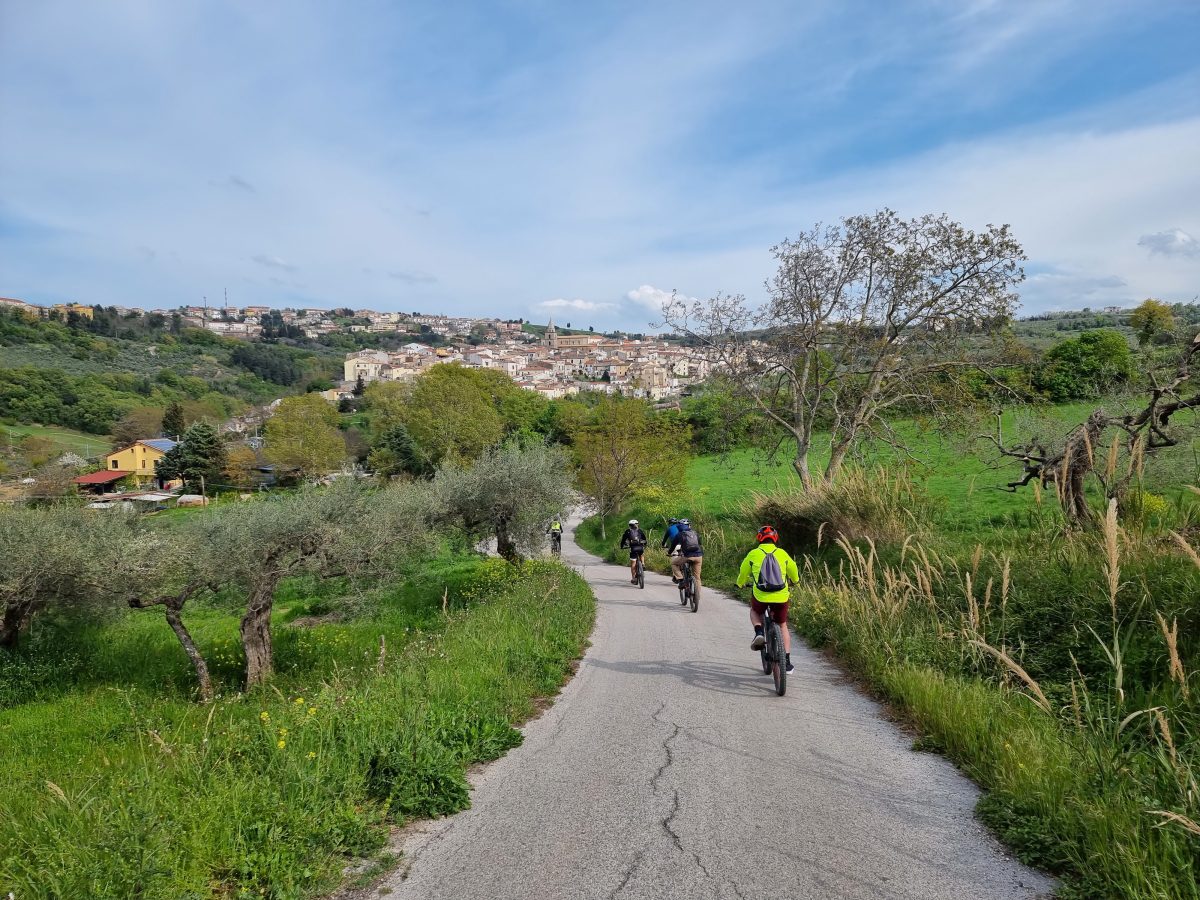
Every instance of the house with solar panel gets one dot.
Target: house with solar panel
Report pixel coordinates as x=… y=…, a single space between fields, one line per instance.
x=137 y=461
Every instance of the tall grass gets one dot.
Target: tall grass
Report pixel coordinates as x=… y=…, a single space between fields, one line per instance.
x=132 y=791
x=1056 y=669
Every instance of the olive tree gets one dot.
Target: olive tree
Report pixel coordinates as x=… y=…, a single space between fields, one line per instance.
x=54 y=556
x=509 y=493
x=862 y=318
x=1159 y=419
x=627 y=449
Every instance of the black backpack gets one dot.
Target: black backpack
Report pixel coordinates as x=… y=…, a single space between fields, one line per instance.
x=771 y=576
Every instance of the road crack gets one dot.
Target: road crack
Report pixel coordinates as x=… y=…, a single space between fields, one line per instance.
x=667 y=822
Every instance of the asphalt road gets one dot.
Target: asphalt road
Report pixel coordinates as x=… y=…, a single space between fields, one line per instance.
x=669 y=768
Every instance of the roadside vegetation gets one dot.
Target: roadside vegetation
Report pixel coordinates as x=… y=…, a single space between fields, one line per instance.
x=1000 y=538
x=331 y=661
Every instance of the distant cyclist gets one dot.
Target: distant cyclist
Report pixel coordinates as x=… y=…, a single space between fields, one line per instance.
x=635 y=539
x=771 y=570
x=685 y=550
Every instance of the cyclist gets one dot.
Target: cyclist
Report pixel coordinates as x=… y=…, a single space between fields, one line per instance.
x=635 y=539
x=556 y=535
x=685 y=550
x=771 y=570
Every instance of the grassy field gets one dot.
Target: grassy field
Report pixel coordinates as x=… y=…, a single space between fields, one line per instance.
x=960 y=472
x=77 y=442
x=1087 y=738
x=119 y=785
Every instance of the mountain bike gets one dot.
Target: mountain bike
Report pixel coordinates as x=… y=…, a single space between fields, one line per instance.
x=689 y=592
x=774 y=661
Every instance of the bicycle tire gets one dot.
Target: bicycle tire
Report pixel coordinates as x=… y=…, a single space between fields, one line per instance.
x=779 y=663
x=768 y=645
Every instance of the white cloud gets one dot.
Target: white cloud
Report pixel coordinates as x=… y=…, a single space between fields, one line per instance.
x=1173 y=243
x=654 y=299
x=274 y=263
x=583 y=305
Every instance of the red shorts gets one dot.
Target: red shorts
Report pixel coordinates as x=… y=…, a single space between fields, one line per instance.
x=778 y=611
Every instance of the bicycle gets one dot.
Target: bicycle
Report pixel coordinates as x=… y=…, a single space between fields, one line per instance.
x=688 y=591
x=774 y=661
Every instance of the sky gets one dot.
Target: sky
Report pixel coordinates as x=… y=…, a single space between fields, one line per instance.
x=533 y=159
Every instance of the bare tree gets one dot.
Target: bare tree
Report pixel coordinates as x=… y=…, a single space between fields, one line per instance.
x=862 y=318
x=1143 y=432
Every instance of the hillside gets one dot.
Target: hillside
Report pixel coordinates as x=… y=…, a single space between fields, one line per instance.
x=85 y=375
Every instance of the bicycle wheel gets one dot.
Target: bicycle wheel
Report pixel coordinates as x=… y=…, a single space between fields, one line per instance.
x=779 y=663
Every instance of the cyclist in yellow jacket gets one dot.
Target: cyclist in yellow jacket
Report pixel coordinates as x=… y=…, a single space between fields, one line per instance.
x=771 y=570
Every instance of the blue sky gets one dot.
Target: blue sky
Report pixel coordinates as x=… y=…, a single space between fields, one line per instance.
x=529 y=159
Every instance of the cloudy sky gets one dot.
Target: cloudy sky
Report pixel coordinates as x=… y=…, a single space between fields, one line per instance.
x=527 y=159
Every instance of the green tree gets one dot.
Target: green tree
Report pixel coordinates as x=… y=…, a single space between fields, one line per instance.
x=1085 y=367
x=198 y=459
x=1151 y=318
x=137 y=425
x=628 y=449
x=396 y=454
x=453 y=413
x=510 y=495
x=303 y=436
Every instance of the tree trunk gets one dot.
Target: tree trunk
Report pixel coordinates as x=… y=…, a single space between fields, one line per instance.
x=256 y=635
x=16 y=617
x=185 y=639
x=837 y=457
x=504 y=545
x=801 y=463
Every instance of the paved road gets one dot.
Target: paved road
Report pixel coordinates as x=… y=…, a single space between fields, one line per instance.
x=667 y=768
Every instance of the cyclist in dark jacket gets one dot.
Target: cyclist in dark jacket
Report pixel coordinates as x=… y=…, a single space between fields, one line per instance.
x=635 y=539
x=685 y=550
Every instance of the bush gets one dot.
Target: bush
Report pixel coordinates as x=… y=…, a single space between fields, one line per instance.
x=882 y=507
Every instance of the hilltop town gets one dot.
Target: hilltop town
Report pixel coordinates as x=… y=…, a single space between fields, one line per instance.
x=551 y=361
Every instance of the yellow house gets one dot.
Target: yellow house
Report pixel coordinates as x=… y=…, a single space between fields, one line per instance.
x=139 y=459
x=65 y=309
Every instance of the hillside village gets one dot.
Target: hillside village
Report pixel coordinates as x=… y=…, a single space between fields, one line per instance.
x=553 y=366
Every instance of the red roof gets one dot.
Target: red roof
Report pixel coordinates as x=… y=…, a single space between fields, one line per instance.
x=100 y=478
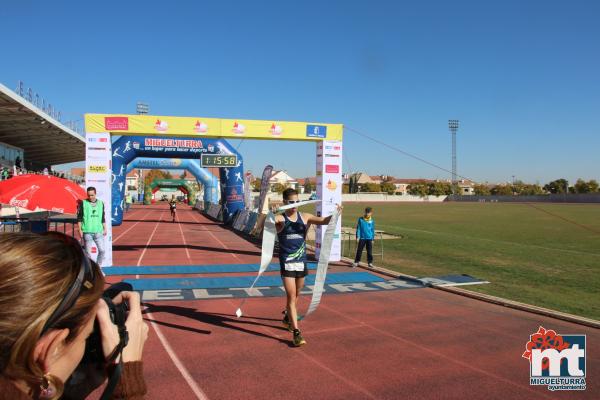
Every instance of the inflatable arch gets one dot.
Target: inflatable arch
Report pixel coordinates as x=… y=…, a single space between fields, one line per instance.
x=128 y=148
x=208 y=180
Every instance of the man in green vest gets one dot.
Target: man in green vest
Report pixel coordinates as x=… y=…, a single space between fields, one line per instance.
x=91 y=223
x=128 y=201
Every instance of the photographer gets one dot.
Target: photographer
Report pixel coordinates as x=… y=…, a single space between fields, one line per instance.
x=50 y=299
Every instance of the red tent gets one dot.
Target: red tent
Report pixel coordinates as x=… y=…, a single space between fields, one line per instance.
x=41 y=192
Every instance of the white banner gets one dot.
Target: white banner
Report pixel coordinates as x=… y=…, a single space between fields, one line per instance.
x=98 y=173
x=329 y=190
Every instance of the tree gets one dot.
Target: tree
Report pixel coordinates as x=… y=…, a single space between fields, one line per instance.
x=255 y=184
x=388 y=187
x=279 y=188
x=418 y=189
x=556 y=186
x=481 y=190
x=582 y=186
x=308 y=187
x=439 y=188
x=371 y=187
x=502 y=190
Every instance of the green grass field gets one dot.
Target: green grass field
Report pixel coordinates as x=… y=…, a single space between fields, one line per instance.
x=543 y=254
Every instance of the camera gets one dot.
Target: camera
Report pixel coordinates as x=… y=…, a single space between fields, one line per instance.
x=93 y=369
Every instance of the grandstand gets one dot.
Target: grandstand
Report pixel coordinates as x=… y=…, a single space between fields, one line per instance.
x=31 y=139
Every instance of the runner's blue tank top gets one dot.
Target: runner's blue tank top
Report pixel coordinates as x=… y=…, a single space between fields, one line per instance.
x=292 y=240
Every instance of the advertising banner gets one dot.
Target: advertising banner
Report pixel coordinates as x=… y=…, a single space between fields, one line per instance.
x=98 y=174
x=122 y=124
x=264 y=187
x=329 y=190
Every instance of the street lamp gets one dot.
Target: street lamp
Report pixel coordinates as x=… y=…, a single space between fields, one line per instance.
x=453 y=126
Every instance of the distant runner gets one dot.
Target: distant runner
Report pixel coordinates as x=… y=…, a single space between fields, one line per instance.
x=291 y=233
x=173 y=207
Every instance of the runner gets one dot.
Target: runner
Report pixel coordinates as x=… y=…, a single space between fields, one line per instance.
x=173 y=207
x=291 y=232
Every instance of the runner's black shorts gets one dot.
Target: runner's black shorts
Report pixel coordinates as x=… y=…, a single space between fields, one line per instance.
x=292 y=274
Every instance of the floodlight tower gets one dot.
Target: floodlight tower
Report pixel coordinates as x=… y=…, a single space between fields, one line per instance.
x=142 y=109
x=453 y=125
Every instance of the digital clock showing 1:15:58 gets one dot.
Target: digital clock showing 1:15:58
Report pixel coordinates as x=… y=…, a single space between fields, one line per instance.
x=218 y=160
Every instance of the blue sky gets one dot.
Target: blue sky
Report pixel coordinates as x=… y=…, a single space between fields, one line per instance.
x=522 y=76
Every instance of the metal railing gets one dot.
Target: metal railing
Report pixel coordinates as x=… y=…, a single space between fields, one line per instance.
x=350 y=244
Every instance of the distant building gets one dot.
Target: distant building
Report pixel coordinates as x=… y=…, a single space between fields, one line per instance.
x=284 y=179
x=132 y=179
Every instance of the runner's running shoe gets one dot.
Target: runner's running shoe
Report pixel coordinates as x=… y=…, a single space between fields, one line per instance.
x=298 y=339
x=286 y=321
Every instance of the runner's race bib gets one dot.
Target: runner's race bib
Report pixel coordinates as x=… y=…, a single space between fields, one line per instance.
x=294 y=266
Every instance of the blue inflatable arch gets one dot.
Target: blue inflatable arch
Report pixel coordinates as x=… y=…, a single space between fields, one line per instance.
x=208 y=180
x=128 y=148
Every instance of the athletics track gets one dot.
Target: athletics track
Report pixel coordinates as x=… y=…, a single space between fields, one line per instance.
x=370 y=344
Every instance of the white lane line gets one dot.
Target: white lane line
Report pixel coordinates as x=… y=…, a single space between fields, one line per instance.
x=131 y=227
x=217 y=239
x=200 y=395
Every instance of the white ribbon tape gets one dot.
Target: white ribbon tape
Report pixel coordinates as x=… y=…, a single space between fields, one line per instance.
x=323 y=263
x=266 y=255
x=268 y=244
x=296 y=205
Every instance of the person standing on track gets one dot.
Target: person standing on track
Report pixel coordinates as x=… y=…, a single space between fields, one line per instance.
x=365 y=234
x=128 y=201
x=173 y=207
x=291 y=233
x=91 y=224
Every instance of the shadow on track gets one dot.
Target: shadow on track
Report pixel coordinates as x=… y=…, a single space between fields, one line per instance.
x=228 y=321
x=134 y=247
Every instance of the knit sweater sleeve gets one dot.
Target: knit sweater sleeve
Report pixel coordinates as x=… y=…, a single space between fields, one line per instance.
x=131 y=386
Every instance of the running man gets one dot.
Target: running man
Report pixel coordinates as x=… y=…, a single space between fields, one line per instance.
x=173 y=207
x=91 y=224
x=292 y=227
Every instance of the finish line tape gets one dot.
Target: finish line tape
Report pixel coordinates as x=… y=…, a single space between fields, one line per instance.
x=266 y=255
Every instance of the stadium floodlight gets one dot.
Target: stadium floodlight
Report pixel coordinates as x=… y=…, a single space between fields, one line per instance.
x=453 y=125
x=142 y=108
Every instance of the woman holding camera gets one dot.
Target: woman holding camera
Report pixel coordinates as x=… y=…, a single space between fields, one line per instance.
x=50 y=297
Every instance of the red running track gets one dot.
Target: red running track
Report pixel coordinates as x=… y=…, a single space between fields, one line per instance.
x=405 y=344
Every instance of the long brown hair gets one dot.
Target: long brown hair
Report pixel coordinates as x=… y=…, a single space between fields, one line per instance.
x=36 y=272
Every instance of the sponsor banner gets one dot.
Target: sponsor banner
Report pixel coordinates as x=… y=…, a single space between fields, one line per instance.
x=264 y=187
x=234 y=194
x=329 y=190
x=98 y=174
x=211 y=127
x=247 y=190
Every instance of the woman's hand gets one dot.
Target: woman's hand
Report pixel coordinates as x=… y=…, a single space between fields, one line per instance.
x=136 y=327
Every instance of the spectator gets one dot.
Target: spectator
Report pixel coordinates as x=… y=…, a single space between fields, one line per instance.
x=49 y=299
x=91 y=224
x=365 y=234
x=128 y=201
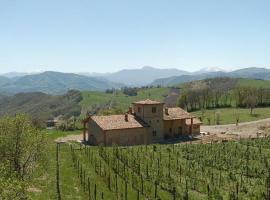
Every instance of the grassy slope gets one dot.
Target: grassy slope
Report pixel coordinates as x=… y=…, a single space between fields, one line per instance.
x=71 y=189
x=253 y=83
x=120 y=100
x=228 y=115
x=46 y=181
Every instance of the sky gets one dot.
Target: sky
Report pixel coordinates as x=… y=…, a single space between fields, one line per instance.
x=107 y=36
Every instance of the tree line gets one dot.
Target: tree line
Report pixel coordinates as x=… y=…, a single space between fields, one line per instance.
x=21 y=150
x=223 y=93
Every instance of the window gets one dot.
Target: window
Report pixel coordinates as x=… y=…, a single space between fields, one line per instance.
x=154 y=133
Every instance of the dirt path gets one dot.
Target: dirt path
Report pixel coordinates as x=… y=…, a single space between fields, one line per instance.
x=216 y=133
x=70 y=138
x=243 y=130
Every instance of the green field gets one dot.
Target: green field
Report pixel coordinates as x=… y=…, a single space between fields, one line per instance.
x=242 y=82
x=229 y=115
x=119 y=101
x=232 y=170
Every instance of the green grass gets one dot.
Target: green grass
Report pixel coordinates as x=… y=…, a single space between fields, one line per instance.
x=228 y=115
x=204 y=171
x=120 y=101
x=242 y=82
x=45 y=180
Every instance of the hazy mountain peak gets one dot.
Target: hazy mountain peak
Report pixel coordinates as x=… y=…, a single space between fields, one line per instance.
x=212 y=69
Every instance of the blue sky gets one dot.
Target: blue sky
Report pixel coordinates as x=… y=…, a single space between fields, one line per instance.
x=106 y=36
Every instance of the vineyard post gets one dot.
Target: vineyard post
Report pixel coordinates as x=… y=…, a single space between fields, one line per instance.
x=95 y=192
x=89 y=192
x=57 y=172
x=156 y=183
x=81 y=174
x=116 y=184
x=84 y=182
x=125 y=189
x=141 y=184
x=174 y=193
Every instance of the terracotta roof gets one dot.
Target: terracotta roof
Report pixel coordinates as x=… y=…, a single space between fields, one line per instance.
x=148 y=102
x=112 y=122
x=195 y=121
x=176 y=113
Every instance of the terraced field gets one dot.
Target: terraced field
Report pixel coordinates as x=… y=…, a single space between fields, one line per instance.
x=228 y=170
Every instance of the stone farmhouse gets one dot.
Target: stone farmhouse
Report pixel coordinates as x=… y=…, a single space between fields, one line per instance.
x=146 y=122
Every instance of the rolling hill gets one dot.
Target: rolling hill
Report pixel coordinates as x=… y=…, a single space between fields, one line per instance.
x=56 y=83
x=250 y=73
x=4 y=80
x=42 y=106
x=142 y=76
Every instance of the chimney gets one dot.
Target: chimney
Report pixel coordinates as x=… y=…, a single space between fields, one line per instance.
x=166 y=111
x=130 y=110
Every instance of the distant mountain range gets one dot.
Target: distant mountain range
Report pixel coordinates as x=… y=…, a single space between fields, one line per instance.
x=251 y=73
x=42 y=106
x=54 y=83
x=58 y=83
x=141 y=77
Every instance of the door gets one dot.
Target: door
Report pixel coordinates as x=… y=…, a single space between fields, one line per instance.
x=180 y=131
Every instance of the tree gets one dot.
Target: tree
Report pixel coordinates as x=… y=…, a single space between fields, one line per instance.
x=251 y=102
x=21 y=150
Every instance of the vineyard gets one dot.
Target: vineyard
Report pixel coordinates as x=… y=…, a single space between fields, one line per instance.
x=228 y=170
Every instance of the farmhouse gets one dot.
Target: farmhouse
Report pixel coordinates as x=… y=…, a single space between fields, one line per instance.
==============================
**The problem**
From the start of the data through the line that contains "x=1056 y=669", write the lines out again, substituting "long grass" for every "tall grass" and changing nothing else. Leave the pictures out.

**Task solution**
Every instance of the house with solar panel gets one dot.
Target: house with solar panel
Report pixel coordinates as x=… y=…, a single space between fields, one line per instance.
x=137 y=461
Every instance of the long grass gets one dot.
Target: long grass
Report pixel coordinates as x=… y=…, a single space between fields, one line per instance.
x=132 y=791
x=1056 y=669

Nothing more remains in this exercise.